> [WHAT IS REQUIRED] Copy the records below from their first line through the line containing "[(178, 112), (59, 168)]", keeping both ends and nothing after.

— START DATA PROVIDED —

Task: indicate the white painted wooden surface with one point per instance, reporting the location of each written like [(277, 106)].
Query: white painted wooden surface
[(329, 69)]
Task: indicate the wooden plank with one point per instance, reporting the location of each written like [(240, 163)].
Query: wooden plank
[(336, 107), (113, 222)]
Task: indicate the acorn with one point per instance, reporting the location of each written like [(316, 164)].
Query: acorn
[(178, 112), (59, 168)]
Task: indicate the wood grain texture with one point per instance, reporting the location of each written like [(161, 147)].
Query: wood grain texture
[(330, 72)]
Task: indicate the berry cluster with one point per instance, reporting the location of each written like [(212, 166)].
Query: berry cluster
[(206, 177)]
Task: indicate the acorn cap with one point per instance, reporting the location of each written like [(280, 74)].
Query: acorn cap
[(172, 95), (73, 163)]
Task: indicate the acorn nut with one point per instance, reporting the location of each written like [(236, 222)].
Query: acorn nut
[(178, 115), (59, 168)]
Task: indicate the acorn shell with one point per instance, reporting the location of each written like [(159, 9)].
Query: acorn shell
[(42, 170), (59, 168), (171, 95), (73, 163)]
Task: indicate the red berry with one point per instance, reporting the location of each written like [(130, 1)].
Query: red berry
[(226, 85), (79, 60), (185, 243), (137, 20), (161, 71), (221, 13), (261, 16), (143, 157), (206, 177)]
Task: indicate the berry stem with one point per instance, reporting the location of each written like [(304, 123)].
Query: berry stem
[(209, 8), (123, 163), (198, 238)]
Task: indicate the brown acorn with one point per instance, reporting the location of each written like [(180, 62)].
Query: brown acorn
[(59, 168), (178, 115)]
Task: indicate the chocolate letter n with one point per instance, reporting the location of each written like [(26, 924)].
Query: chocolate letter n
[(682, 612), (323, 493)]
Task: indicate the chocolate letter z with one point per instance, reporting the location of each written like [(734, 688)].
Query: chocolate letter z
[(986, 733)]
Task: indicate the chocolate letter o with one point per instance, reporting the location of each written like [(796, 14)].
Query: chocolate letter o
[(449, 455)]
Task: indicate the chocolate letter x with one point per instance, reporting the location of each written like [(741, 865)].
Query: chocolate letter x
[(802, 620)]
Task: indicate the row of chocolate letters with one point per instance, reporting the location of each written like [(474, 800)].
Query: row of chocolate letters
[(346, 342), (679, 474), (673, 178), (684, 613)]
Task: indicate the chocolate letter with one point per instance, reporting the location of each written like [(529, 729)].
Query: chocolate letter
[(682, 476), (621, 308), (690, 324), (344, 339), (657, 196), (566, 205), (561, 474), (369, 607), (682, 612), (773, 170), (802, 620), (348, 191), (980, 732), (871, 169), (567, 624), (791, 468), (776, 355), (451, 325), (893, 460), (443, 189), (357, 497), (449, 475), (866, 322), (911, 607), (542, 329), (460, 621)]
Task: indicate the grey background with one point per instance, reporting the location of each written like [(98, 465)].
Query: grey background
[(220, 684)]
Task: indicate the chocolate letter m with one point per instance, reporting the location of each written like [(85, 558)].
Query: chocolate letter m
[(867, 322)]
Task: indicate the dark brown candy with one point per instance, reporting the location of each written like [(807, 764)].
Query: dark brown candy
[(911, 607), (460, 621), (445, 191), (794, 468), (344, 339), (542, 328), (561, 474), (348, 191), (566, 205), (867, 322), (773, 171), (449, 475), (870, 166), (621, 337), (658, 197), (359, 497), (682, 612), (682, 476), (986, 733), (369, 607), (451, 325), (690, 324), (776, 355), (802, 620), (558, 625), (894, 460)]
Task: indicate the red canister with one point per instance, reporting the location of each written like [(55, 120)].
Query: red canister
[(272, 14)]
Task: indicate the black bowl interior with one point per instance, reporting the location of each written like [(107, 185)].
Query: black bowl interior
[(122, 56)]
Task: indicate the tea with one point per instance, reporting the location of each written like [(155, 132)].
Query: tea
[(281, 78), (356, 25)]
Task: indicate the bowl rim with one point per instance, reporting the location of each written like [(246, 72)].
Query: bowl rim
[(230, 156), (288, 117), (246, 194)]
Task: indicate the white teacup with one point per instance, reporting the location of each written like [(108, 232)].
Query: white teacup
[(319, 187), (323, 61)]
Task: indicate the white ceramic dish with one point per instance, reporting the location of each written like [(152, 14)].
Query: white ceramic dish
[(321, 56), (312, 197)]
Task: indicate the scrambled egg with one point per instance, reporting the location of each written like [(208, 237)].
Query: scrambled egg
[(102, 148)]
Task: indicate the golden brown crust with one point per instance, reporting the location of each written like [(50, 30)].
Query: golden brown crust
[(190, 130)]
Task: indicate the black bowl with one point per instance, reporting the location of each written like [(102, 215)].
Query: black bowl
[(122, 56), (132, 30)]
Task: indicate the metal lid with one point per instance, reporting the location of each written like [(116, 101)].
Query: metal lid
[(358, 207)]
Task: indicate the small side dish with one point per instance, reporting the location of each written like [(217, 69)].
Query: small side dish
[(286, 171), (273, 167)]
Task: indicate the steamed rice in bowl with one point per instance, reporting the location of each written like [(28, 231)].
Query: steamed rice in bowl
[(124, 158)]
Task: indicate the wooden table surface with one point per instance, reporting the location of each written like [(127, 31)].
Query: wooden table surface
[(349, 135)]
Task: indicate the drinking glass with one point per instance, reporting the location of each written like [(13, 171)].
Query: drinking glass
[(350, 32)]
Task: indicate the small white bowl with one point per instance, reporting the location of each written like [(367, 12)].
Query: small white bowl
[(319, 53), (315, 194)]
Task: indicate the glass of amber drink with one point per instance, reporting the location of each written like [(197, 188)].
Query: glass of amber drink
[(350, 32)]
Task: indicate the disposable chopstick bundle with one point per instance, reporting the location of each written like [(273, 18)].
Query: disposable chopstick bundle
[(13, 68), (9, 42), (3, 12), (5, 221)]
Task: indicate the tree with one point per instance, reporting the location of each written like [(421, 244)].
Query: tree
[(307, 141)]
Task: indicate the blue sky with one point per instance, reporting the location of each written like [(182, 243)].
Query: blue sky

— END DATA PROVIDED —

> [SOLUTION FOR THIS TASK]
Task: indicate the white painted wooden surface with one point per instance, reporting the location of each written like [(277, 106)].
Query: white painted wooden surface
[(329, 69)]
Task: indicate the wooden plank with one point per instance, reporting the location of each written like [(240, 163)].
Query: wooden plank
[(336, 107), (113, 222)]
Task: indicate the acorn with one point per instance, reporting the location of each written like [(316, 164)].
Query: acorn
[(178, 112), (59, 168)]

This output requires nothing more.